◆ **Extrait du document**:
►
Le travail du MPO est de tenter d’établir des taux de récolte qui ne mettront pas l’espèce en péril, en faisant des simulations incluant des taux de récolte, de mortalité naturelle, notamment.

« On fait des simulations et on regarde ce que ça donne sur la population et où la population risque de se trouver par rapport à certains seuils et selon les objectifs de gestion de MPO », illustre la chercheuse.

Selon la stratégie des phoques de l’Atlantique, les stocks ne devraient pas se trouver en bas de 70 % de la capacité de support du milieu.

« On se base sur notre compréhension actuelle de ce qui fait fluctuer l’abondance de la population pour essayer de prédire le futur. On fait des efforts pour inclure dans nos simulations ce qui pourrait se passer. Ce n’est pas une science exacte. »

Pour ou contre la chasse

MPO ne se positionne pas contre la récolte du phoque. Sa mission est de l’encadrer, pour éviter que les populations ne descendent sous leur seuil viable. 

« Le phoque gris est une espèce abondante et MPO est en faveur de la chasse, c’est juste qu’il faut garder en tête que c’est un stock dynamique. Il y a la récolte, oui, mais aussi les changements environnementaux qui sont une source qu’on ne considérait pas avant et dont il faut tenir compte », indique Joanie Van de Walle. 

Pour l’instant le ministère n’a pas établi de quotas depuis 2016. 

« Basées sur notre compréhension de l’état des stocks des dernières années, les estimations de récolte possible sont assez élevées. C’est pour ça qu’il n’y a pas de quotas qui ont été annoncés, parce que la récolte réelle est bien en deçà des recommandations de la science. »  

Si la chasse est étendue, il faudra éviter que les populations descendent sous les seuils viables. « Au MPO, on supporte la chasse, mais il faudrait que ça respecte les principes de précaution », conclut Joanie Van de Walle.
◄
◆ **Consigne 1**: D'après l'extrait sur le phoque gris, sous quel pourcentage de la capacité de support du milieu les stocks ne devraient-ils pas descendre ?
◆ **Consigne 2**:
Indiquez si chaque affirmation concorde avec l'extrait sur le phoque gris, en citant les mots décisifs :
(a) Le MPO s'oppose à la récolte du phoque.
(b) La récolte réelle dépasse les recommandations de la science.
(c) Les changements environnementaux doivent être pris en compte.
◆ **Consigne 3**: Veuillez extraire de l'extrait sur le phoque gris le passage qui commence par « Si la chasse » et se termine par « conclut Joanie Van de Walle. ».

◆ **Données fournies**:
►
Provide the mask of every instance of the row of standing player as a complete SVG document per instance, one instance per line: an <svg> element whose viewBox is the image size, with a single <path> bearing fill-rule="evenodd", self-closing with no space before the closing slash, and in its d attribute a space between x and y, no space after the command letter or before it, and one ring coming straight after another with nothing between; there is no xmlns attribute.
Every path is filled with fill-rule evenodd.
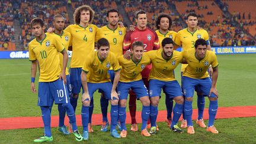
<svg viewBox="0 0 256 144"><path fill-rule="evenodd" d="M94 45L94 40L95 39L96 41L97 41L101 37L105 37L108 39L108 41L110 41L110 47L118 47L116 49L110 49L111 51L113 52L115 54L121 55L121 52L123 51L121 47L122 47L123 41L124 40L124 37L126 33L126 30L124 28L120 28L119 27L117 27L117 24L118 22L118 16L119 16L118 12L116 10L113 10L113 9L109 11L107 15L107 19L109 22L109 24L108 25L103 27L99 30L98 30L96 26L90 24L93 20L93 15L94 15L94 12L89 7L82 6L79 8L78 8L74 13L74 19L76 24L69 25L64 31L63 31L63 19L61 17L56 17L56 18L55 18L55 21L56 22L55 23L56 24L55 33L58 34L59 36L60 36L60 37L61 39L64 40L63 40L63 41L66 41L65 42L66 43L68 43L68 46L72 46L72 48L73 49L73 55L71 59L71 83L73 88L72 89L73 94L71 98L71 103L72 104L74 110L75 110L76 105L77 103L77 97L78 96L78 94L80 92L79 91L82 85L81 84L80 73L82 71L81 67L82 66L82 62L81 62L81 60L79 60L79 59L81 59L83 57L83 55L82 54L89 53L90 52L92 52ZM160 37L164 38L165 37L169 37L172 38L173 39L175 39L176 33L174 31L169 31L171 26L170 24L171 23L170 23L170 21L171 21L171 18L168 15L161 15L162 17L161 17L160 16L158 19L158 22L156 25L156 27L159 28L159 30L156 31L156 33L158 33L159 39ZM60 20L56 20L56 19L57 19L58 17L60 18L60 19L59 19ZM197 19L197 17L196 19ZM137 22L137 25L136 29L137 28L137 30L135 32L130 32L130 34L128 34L127 33L127 34L126 35L126 39L124 41L124 50L128 49L129 47L130 47L129 45L131 45L132 41L135 40L140 40L143 41L145 45L144 47L146 50L150 50L151 47L151 49L153 47L155 47L154 49L158 49L159 46L158 46L157 44L155 44L158 43L158 41L156 40L158 39L157 38L158 36L156 36L156 34L155 34L155 31L146 28L146 13L143 12L143 11L142 13L141 14L137 13L136 15L136 20ZM187 20L187 21L188 22L189 21ZM59 27L57 28L57 27L58 27L57 26L58 23L59 24L60 24L60 26L59 25ZM62 24L61 24L61 23L62 23ZM192 24L194 24L194 25L193 26L194 26L194 25L196 25L196 23L197 23L196 21L194 23L192 22L192 23L193 23ZM194 31L194 33L190 32L191 33L190 35L192 34L192 36L193 36L193 34L196 35L196 33L194 32L199 30L197 30L196 28L195 29L194 27L193 28L194 29L192 29L192 30L190 30L189 28L191 28L191 27L190 27L189 24L190 23L188 23L188 29L187 30L188 30L187 31L188 32L190 32L189 30L190 30L190 31ZM193 30L194 30L194 31L193 31ZM66 33L66 31L71 32L71 34L69 34L69 33ZM137 34L136 34L136 32L139 32L139 33L137 33ZM163 33L165 33L165 34L163 34ZM200 34L199 33L199 34ZM202 35L204 36L204 34ZM144 37L144 40L142 38L142 36L145 36L146 37ZM197 39L201 38L198 36L199 35L198 34L197 35ZM203 37L203 36L202 36L201 37ZM133 39L132 40L131 40L130 39L131 36L134 37L133 37ZM184 37L185 38L185 36ZM127 39L126 41L126 39ZM67 41L69 40L71 40L72 42L70 42L69 44L69 43L67 43ZM155 41L154 40L156 40L156 41ZM153 41L153 43L152 41ZM176 43L178 43L178 42L176 42ZM148 44L148 43L149 43L149 44ZM181 43L180 43L180 45L181 44ZM183 47L184 47L184 45L185 44L184 44L183 41L182 42L182 45ZM87 47L91 47L88 48ZM68 47L65 46L65 47ZM84 49L82 47L84 47ZM84 47L87 47L86 49L84 49ZM129 54L125 54L125 55L129 55ZM142 76L143 76L143 74L142 74ZM131 97L130 97L130 98ZM133 101L134 102L133 104L135 103L135 102L136 101L136 97L135 97L135 101ZM102 98L104 98L104 97L102 97ZM91 104L90 105L90 107L89 108L89 109L91 109L89 110L89 118L88 122L89 124L91 123L91 114L92 113L92 110L93 110L92 100L93 99L92 99L92 101L91 101ZM168 104L171 103L171 101L170 103L167 103ZM107 119L106 114L107 114L108 104L108 100L106 100L105 98L101 99L101 105L102 106L102 108L102 108L103 114L103 121L105 122L103 123L104 124L103 125L103 128L101 129L103 131L105 130L105 128L107 128ZM132 105L134 105L134 104ZM60 110L61 108L62 108L61 107L59 107L59 108L60 111L60 126L59 126L60 127L60 127L60 129L59 130L63 130L63 129L65 129L65 126L63 125L63 121L64 121L63 117L60 116L60 111L62 111L62 113L61 113L63 114L64 116L65 116L65 111L61 110ZM168 110L172 109L172 105L171 105L171 107L169 107L168 108ZM130 109L130 112L132 112L132 113L133 113L132 110L133 110L133 114L136 113L136 107L135 108L133 108ZM82 111L83 111L83 110ZM82 111L82 113L83 113ZM169 115L168 117L169 118L171 117L170 116L170 114L171 113L171 110L169 111L168 113ZM131 115L132 117L133 116L135 116L135 114L131 114ZM60 120L62 119L60 118L63 118L62 119L63 123L60 123L60 121L62 121ZM135 117L133 117L133 118L135 118ZM136 123L136 122L134 123ZM91 126L90 126L89 124L88 125L89 132L93 132ZM135 126L135 124L133 124L133 126ZM84 126L86 127L86 126ZM133 129L133 130L135 130L135 131L136 131L136 127L135 127L133 126L132 127L132 129L133 127L135 128ZM86 128L86 127L84 127L84 128Z"/></svg>

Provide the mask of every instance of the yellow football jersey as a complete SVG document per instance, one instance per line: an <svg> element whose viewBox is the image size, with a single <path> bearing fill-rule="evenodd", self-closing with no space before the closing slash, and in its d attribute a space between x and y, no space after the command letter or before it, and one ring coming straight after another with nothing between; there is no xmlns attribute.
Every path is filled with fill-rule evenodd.
<svg viewBox="0 0 256 144"><path fill-rule="evenodd" d="M183 72L183 76L191 78L202 79L209 77L207 69L210 65L213 68L219 65L217 57L213 52L207 50L206 56L201 60L196 57L194 49L182 52L183 57L188 63L188 66Z"/></svg>
<svg viewBox="0 0 256 144"><path fill-rule="evenodd" d="M82 69L87 73L87 82L103 83L110 81L108 70L113 67L114 71L121 69L117 59L114 54L109 52L106 59L101 62L98 56L98 52L89 54L84 59L84 64Z"/></svg>
<svg viewBox="0 0 256 144"><path fill-rule="evenodd" d="M132 57L127 60L121 56L118 59L122 67L119 81L123 82L140 80L142 78L140 72L151 63L150 58L146 55L143 55L138 63L134 62Z"/></svg>
<svg viewBox="0 0 256 144"><path fill-rule="evenodd" d="M39 62L39 82L52 82L58 79L61 73L59 52L65 48L56 36L47 34L45 36L41 43L36 39L29 43L29 60L38 60Z"/></svg>
<svg viewBox="0 0 256 144"><path fill-rule="evenodd" d="M114 30L107 25L100 28L96 34L95 42L101 38L106 39L110 43L110 50L119 57L123 55L123 43L126 33L125 27L117 27Z"/></svg>
<svg viewBox="0 0 256 144"><path fill-rule="evenodd" d="M156 30L156 34L158 35L158 39L160 43L160 47L162 47L162 41L165 37L169 37L172 39L173 41L174 41L176 37L176 35L177 34L177 33L174 31L168 31L166 34L162 34L158 30Z"/></svg>
<svg viewBox="0 0 256 144"><path fill-rule="evenodd" d="M149 79L154 79L162 81L175 80L174 69L183 60L181 53L174 50L172 56L167 60L162 57L162 49L151 50L143 55L150 57L152 64L152 69L149 73Z"/></svg>
<svg viewBox="0 0 256 144"><path fill-rule="evenodd" d="M68 48L71 44L71 34L69 32L63 30L63 31L62 31L62 34L60 35L57 34L55 33L52 33L52 34L46 33L46 34L54 34L57 37L58 37L59 40L62 43L64 47L65 47L65 50L68 52ZM62 68L62 67L63 67L63 55L62 55L62 53L59 53L59 56L60 56L60 67ZM69 73L68 72L68 68L66 68L66 75L67 75L69 74Z"/></svg>
<svg viewBox="0 0 256 144"><path fill-rule="evenodd" d="M71 68L82 68L84 56L94 51L94 43L96 32L98 28L94 24L82 27L78 24L71 24L65 31L71 34L72 56Z"/></svg>
<svg viewBox="0 0 256 144"><path fill-rule="evenodd" d="M176 36L174 42L176 44L182 46L183 50L194 49L196 41L199 39L203 39L209 41L208 33L203 30L196 30L194 33L188 30L188 28L179 31ZM187 65L182 65L181 72L184 72Z"/></svg>

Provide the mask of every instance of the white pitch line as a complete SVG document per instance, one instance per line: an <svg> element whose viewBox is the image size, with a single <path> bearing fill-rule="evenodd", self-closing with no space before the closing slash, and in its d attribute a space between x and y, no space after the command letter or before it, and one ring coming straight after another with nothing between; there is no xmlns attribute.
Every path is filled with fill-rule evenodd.
<svg viewBox="0 0 256 144"><path fill-rule="evenodd" d="M12 76L12 75L26 75L30 74L30 73L14 73L14 74L7 74L7 75L0 75L1 76Z"/></svg>

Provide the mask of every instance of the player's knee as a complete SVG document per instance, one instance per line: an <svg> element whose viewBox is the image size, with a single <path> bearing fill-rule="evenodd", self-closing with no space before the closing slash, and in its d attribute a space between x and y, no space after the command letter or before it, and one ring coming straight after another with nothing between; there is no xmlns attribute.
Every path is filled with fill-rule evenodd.
<svg viewBox="0 0 256 144"><path fill-rule="evenodd" d="M178 96L174 98L175 103L178 104L184 104L184 98L183 96Z"/></svg>
<svg viewBox="0 0 256 144"><path fill-rule="evenodd" d="M111 105L118 105L119 100L110 100L110 103Z"/></svg>
<svg viewBox="0 0 256 144"><path fill-rule="evenodd" d="M121 100L119 101L119 105L122 107L124 107L126 106L126 101L124 100Z"/></svg>
<svg viewBox="0 0 256 144"><path fill-rule="evenodd" d="M72 95L72 97L73 98L78 98L78 94L73 94Z"/></svg>
<svg viewBox="0 0 256 144"><path fill-rule="evenodd" d="M185 97L185 100L186 101L193 101L193 97Z"/></svg>
<svg viewBox="0 0 256 144"><path fill-rule="evenodd" d="M82 102L82 105L85 107L89 107L91 101L84 101Z"/></svg>
<svg viewBox="0 0 256 144"><path fill-rule="evenodd" d="M217 97L209 97L210 101L217 101Z"/></svg>
<svg viewBox="0 0 256 144"><path fill-rule="evenodd" d="M151 98L151 104L154 107L156 107L159 104L159 98Z"/></svg>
◄
◆ **Réponse rédigée 1**: Selon la stratégie des phoques de l’Atlantique, les stocks ne devraient pas se trouver en bas de 70 % de la capacité de support du milieu.

◆ **Réponse rédigée 2**:
(a) Non : « MPO ne se positionne pas contre la récolte du phoque. »
(b) Non : « la récolte réelle est bien en deçà des recommandations de la science »
(c) Oui : « les changements environnementaux qui sont une source qu’on ne considérait pas avant et dont il faut tenir compte »

◆ **Réponse rédigée 3**:
Si la chasse est étendue, il faudra éviter que les populations descendent sous les seuils viables. « Au MPO, on supporte la chasse, mais il faudrait que ça respecte les principes de précaution », conclut Joanie Van de Walle.